Information
....

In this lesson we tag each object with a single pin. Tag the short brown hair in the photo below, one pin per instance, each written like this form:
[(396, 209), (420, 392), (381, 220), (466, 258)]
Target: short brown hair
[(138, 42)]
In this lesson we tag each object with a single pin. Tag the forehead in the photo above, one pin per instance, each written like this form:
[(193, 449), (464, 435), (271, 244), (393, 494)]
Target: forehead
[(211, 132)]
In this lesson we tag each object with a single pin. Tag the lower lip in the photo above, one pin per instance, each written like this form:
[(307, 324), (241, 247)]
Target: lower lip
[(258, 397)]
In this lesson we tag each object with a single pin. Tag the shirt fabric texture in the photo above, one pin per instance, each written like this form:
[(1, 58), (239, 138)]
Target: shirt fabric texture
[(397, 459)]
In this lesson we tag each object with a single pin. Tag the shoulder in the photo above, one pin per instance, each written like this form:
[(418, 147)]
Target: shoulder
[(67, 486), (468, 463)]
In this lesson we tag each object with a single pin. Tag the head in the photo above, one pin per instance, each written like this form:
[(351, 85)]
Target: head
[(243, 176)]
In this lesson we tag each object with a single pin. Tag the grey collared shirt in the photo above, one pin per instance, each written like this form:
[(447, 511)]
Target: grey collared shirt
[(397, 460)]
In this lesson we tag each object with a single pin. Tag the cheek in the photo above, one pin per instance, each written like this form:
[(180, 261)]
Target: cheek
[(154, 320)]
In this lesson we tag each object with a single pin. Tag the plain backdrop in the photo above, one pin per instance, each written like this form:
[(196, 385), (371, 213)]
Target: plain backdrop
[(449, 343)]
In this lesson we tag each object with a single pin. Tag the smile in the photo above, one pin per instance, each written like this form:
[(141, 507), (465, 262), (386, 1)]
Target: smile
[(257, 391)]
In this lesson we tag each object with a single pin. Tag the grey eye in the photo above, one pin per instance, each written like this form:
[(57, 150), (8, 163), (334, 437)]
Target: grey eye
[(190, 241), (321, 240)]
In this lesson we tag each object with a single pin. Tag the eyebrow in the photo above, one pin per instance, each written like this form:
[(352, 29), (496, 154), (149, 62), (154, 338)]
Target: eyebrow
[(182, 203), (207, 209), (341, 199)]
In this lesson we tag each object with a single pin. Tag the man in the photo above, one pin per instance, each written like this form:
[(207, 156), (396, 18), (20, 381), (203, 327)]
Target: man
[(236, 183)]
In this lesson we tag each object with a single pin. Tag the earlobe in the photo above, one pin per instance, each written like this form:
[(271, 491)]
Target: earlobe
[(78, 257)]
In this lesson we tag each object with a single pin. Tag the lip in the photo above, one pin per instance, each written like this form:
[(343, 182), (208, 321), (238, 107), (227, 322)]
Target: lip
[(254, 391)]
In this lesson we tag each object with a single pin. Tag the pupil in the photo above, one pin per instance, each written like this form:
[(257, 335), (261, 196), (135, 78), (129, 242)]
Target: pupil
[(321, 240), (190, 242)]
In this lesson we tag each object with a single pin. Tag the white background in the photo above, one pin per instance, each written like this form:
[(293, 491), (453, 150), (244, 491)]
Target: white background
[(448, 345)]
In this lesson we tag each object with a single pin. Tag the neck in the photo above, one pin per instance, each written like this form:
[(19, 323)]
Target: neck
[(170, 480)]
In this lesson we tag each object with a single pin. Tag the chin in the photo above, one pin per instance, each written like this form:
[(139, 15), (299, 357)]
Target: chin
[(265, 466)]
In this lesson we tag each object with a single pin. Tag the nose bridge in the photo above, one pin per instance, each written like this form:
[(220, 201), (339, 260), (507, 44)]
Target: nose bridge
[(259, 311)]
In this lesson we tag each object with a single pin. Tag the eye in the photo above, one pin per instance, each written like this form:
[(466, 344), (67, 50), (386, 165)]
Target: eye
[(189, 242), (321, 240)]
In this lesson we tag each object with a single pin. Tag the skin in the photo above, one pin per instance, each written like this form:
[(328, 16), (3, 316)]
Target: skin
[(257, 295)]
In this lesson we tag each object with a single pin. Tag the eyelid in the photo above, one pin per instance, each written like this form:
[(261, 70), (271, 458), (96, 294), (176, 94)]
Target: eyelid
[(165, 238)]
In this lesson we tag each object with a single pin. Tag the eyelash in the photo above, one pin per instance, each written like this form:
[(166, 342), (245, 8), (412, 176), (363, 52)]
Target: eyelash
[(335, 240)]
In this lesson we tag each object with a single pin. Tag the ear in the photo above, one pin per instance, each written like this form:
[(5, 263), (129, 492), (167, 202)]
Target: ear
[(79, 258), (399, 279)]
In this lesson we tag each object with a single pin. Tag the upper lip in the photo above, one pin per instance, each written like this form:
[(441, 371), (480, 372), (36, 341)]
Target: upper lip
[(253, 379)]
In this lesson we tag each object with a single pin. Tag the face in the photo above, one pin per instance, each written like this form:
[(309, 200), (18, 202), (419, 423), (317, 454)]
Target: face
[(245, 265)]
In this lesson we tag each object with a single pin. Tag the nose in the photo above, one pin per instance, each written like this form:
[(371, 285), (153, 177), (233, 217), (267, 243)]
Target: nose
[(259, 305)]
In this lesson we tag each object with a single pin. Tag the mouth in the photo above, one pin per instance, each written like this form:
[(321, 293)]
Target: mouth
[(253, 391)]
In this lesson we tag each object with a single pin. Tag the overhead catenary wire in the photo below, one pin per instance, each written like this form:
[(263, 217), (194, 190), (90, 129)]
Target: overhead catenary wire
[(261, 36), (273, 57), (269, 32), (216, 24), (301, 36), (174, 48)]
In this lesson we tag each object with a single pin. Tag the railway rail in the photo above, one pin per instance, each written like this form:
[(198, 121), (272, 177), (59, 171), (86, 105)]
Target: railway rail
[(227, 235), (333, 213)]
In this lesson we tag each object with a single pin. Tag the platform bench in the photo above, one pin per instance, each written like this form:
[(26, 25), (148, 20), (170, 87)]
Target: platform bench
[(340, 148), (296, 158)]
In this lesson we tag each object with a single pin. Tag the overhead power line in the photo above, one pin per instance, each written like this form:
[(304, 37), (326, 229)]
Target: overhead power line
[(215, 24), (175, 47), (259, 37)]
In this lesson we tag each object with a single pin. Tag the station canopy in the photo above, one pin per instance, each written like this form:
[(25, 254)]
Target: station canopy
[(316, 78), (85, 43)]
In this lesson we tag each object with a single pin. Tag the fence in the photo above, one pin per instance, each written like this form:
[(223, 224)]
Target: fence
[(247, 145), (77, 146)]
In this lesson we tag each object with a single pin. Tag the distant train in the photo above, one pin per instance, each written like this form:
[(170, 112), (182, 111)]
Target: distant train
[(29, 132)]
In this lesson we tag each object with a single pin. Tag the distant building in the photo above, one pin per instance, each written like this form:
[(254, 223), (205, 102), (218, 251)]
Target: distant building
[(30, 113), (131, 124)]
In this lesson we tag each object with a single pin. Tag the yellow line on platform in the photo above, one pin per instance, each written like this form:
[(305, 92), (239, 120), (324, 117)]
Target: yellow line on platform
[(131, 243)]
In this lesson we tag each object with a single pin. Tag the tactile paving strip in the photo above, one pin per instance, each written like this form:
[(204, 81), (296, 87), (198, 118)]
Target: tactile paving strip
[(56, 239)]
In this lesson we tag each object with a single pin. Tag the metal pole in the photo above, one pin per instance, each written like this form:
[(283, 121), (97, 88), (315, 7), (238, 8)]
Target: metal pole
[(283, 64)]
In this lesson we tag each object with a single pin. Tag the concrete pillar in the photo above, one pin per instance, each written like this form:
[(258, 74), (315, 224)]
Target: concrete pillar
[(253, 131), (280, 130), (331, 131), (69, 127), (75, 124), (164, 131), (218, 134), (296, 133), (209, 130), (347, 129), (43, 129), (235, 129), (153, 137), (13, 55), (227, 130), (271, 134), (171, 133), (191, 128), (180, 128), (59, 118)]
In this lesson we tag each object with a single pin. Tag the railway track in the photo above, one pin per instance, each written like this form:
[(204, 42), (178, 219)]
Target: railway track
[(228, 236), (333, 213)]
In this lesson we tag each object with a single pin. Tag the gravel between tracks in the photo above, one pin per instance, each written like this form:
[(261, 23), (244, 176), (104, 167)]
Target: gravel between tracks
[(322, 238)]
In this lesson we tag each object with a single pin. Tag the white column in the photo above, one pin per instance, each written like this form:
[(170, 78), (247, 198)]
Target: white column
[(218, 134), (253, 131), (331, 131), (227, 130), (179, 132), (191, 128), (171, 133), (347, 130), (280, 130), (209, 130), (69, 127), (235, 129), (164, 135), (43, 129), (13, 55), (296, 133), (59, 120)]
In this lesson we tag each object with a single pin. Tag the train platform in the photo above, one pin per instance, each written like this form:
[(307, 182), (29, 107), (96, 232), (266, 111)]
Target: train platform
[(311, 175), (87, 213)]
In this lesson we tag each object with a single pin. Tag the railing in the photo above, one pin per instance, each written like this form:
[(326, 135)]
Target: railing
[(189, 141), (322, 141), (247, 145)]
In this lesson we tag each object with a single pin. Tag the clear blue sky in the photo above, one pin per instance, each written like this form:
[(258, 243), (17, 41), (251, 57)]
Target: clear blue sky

....

Nothing but the lines from the first line of the data through the line with "the grey eye" should be returned, exactly as they appear, both ends included.

In this lesson we tag each object with a single pin. Tag the short brown hair in the photo below, one pin per instance, each written like this form:
[(396, 209), (420, 392), (381, 220), (466, 258)]
Target: short brown hair
[(138, 42)]
In this lesson we tag each object with a single pin. Tag the forehead in the photo above, one pin per instance, each written like this form:
[(193, 449), (464, 435), (271, 244), (393, 494)]
Target: forehead
[(211, 132)]
In this lesson we tag each object with a single pin. Tag the lower lip in the photo above, one pin per instance, each written like this form:
[(307, 324), (241, 247)]
Target: lower lip
[(258, 397)]
In this lesson we tag each object with a single pin. Tag the shirt fabric texture in the photo above, one pin per instance, each written like this form:
[(1, 58), (239, 138)]
Target: shirt fabric texture
[(397, 459)]
In this lesson we tag each object with a single pin. Tag the shoulder in the photo above, one pin per instance, each written like this form:
[(418, 147)]
Target: shoulder
[(67, 486), (468, 463)]
In this lesson we tag each object with a single pin. Tag the head in the photo above, one pin per instance, each written like this form:
[(351, 85)]
Target: head
[(243, 176)]
In this lesson we tag each object with a single pin. Tag the grey collared shirt in the photo above, one pin per instance, each written like this form:
[(447, 511)]
Target: grey collared shirt
[(397, 460)]
In this lesson we tag each object with a single pin. Tag the cheek in the photo above, one pin per instance, each written like this form:
[(180, 261)]
Target: cheek
[(154, 320)]
In this lesson we tag each object with a single pin. Tag the plain backdrop in the photo above, one pin per instance, each written like this form:
[(196, 385), (371, 213)]
Target: plain backdrop
[(449, 343)]
In this lesson we tag each object with a single pin. Tag the smile in the photo above, one pin per instance, each written like this form:
[(141, 507), (465, 262), (386, 1)]
Target: smile
[(257, 391)]
In this lesson we tag each object with a single pin. Tag the grey eye in the photo above, one pin per instance, each written like this form:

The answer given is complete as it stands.